--- start of EXCERPTED DATA ---
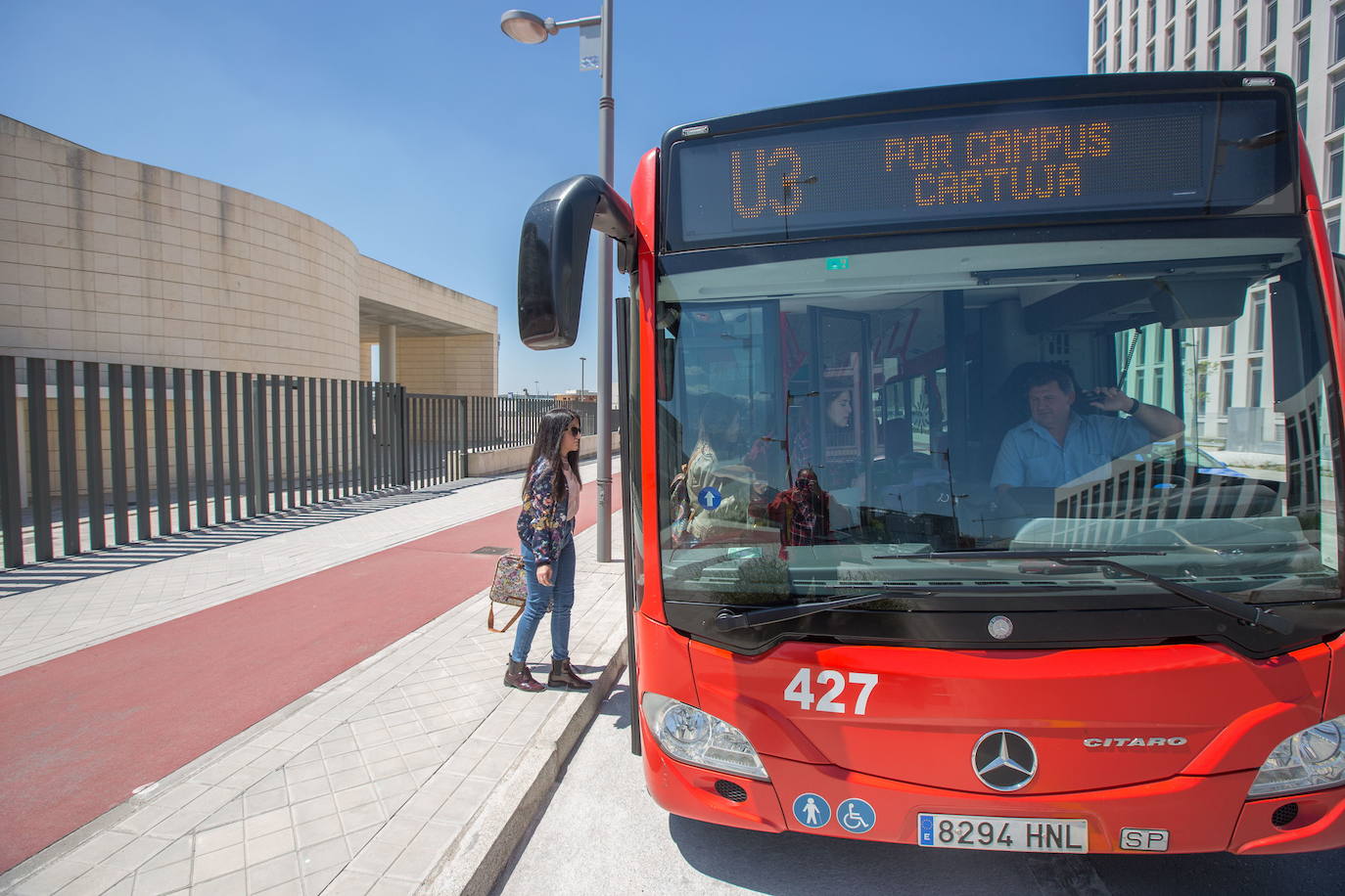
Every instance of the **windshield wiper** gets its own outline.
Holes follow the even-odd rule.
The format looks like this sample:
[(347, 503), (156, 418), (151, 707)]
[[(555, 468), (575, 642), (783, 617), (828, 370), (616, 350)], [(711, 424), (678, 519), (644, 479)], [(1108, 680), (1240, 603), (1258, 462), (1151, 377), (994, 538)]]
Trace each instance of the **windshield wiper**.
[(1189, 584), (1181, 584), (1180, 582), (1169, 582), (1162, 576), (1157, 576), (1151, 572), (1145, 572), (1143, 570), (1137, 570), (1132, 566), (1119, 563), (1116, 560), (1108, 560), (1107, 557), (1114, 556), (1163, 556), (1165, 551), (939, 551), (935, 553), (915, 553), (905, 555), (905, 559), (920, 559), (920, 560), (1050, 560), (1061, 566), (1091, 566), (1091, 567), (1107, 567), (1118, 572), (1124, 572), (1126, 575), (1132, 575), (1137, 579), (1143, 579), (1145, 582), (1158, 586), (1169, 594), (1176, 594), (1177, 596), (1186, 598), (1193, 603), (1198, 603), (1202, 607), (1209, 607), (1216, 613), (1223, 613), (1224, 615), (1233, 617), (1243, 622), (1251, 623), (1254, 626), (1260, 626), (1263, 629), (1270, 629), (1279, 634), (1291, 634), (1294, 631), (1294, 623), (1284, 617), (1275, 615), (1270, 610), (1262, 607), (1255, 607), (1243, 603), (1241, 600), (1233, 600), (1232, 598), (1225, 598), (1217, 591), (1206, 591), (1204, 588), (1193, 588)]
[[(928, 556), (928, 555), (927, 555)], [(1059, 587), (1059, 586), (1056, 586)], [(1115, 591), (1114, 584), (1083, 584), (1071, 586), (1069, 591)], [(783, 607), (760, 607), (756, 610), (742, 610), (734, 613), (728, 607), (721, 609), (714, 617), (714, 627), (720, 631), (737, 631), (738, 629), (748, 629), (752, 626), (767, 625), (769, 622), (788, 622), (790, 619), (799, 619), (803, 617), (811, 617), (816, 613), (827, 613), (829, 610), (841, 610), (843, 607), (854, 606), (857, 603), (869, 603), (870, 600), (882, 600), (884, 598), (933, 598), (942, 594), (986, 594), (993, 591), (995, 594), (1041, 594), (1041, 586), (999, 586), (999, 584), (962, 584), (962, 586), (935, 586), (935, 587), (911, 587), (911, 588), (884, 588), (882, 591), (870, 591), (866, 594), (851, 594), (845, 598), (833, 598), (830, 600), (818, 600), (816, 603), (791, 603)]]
--- end of EXCERPTED DATA ---
**REQUIREMENT**:
Can you repeat the items starting at the beginning and ending at the line that contains "Trace each instance", swapping "windshield wiper" for "rear wiper" and leaving everything else unchanged? Leave the pictures out.

**SOLUTION TO THE PROBLEM**:
Every instance of the **rear wiper** gets its own outline.
Holes follow the even-odd rule.
The format looks like this sample:
[(347, 503), (156, 418), (151, 707)]
[[(555, 468), (575, 642), (783, 617), (828, 370), (616, 350)], [(711, 424), (678, 519), (644, 479)], [(1108, 680), (1240, 603), (1258, 462), (1151, 377), (994, 538)]]
Trace each instance of the **rear wiper**.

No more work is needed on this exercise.